**TO BE DONE**
• a. In the article on parenting teenagers, condense the paragraph beginning "Parents of teenagers who really understand" into a short bulleted list that keeps its main points.
• b. From the article on parenting teenagers, reproduce word for word the passage starting with "The teenager may" and going on through "really stupid mistakes.".

**EXCERPTED PASSAGE**

============

Perhaps you recall the Biosphere II experiment 20 or so years ago? Several scientists were sealed in a huge glass biodome in the Arizona desert to see if life could be sustained in a similar facility in outer space. There was one unexpected result from that experiment. As trees were grown in this seemingly “perfect” environment, with sun and water and good soil, they all eventually died. You see, as trees normally grow in nature, winds continuously bend them back and forth, making microscopic tears in their bark. The tree responds by filling the tiny breaks with protective sap that hardens and forms a sturdy outer core, making the tree trunk strong enough to stand upright. So, without the buffeting of wind in the protected dome of Biosphere II, the trees there simply flopped over and broke after reaching a certain height.
I hope the analogy to parenting is obvious. Are you overly protective of a teenager in your own “dome.” Can you see how that could become detrimental, or at the very least not be very helpful to them, when in a few short years they will take on life all on their own?
After years of being in protector mode, we need to get out of the way and allow our children to gradually bend in the winds of life a little more. Through that gentle buffeting they’ll gain strength and wisdom to stand upright and flourish in their later years. Without it, they will simply fall over at some point.
The shift also encompasses moving from telling and providing to listening and guiding. In other words, avoid fixing everything for the little darlings but be there for them to cry on your shoulder when they make a mistake. Encourage them to make as many of their own decisions as possible, as long as they aren’t life-threatening.
The teenager may not get it quite right at first but eventually, through natural consequences, they will learn to make better decisions. Begin early, and keep working at it. This is an ongoing process, and one you should consider a critical stepping stone to maturity.
Parents of teenagers who really understand the “shifting gears” principle become really good coaches and listeners. They allow their children to learn from small mistakes along life’s road to prepare them to handle bigger decisions later on. They remain in the game, enforcing the boundaries without wavering, but they avoid anger when boundaries are broken. They allow consequences to speak for themselves, for it is through consequences that we all learn. And they express true empathy and inspirational support during their teen’s struggles, even when they make really stupid mistakes.
If you have a teenager in your home, perhaps it is time to shift your style of parenting. While it is hard to step back and watch as inevitable mistakes are made, it is essential for parents to allow the buffeting winds of life to blow. And give your teen some credit. You’ll be surprised how quickly he or she will mature once the training wheels are taken off and it is up to them to either steer straight, or crash. Like the beam on a child’s face after his first unassisted bike ride, your teen will grow in confidence and self-esteem with each new decision he makes.
Handing over some control, and setting good boundaries is essential to fostering maturity in your teen. However, we parents often don’t realize that unless we allow our child to take full responsibility for their behavior by facing consequences, our teenagers will remain immature. I deal with this constantly in my work with struggling teens and their parents, who wonder why their teen is so out of control.

============

**DATASET EXCERPT**
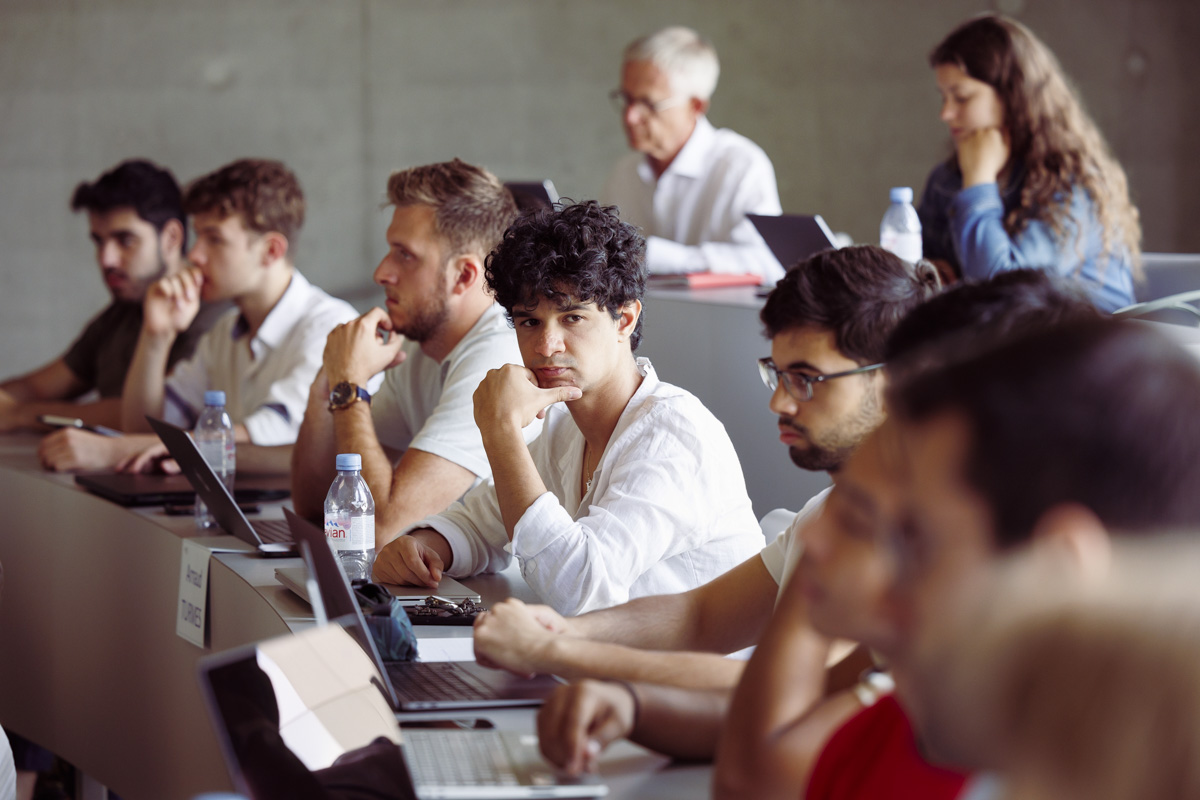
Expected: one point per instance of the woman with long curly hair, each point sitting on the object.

============

**EXPECTED OUTPUTS**
• a.
Parents who understand the "shifting gears" principle:
- become good coaches and listeners
- let their children learn from small mistakes so they are ready for bigger decisions later
- stay involved and enforce boundaries firmly, without anger when boundaries are broken
- let consequences speak for themselves, since consequences are how everyone learns
- show real empathy and encouraging support during their teen's struggles, even after very foolish mistakes

• b.
The teenager may not get it quite right at first but eventually, through natural consequences, they will learn to make better decisions. Begin early, and keep working at it. This is an ongoing process, and one you should consider a critical stepping stone to maturity.
Parents of teenagers who really understand the “shifting gears” principle become really good coaches and listeners. They allow their children to learn from small mistakes along life’s road to prepare them to handle bigger decisions later on. They remain in the game, enforcing the boundaries without wavering, but they avoid anger when boundaries are broken. They allow consequences to speak for themselves, for it is through consequences that we all learn. And they express true empathy and inspirational support during their teen’s struggles, even when they make really stupid mistakes.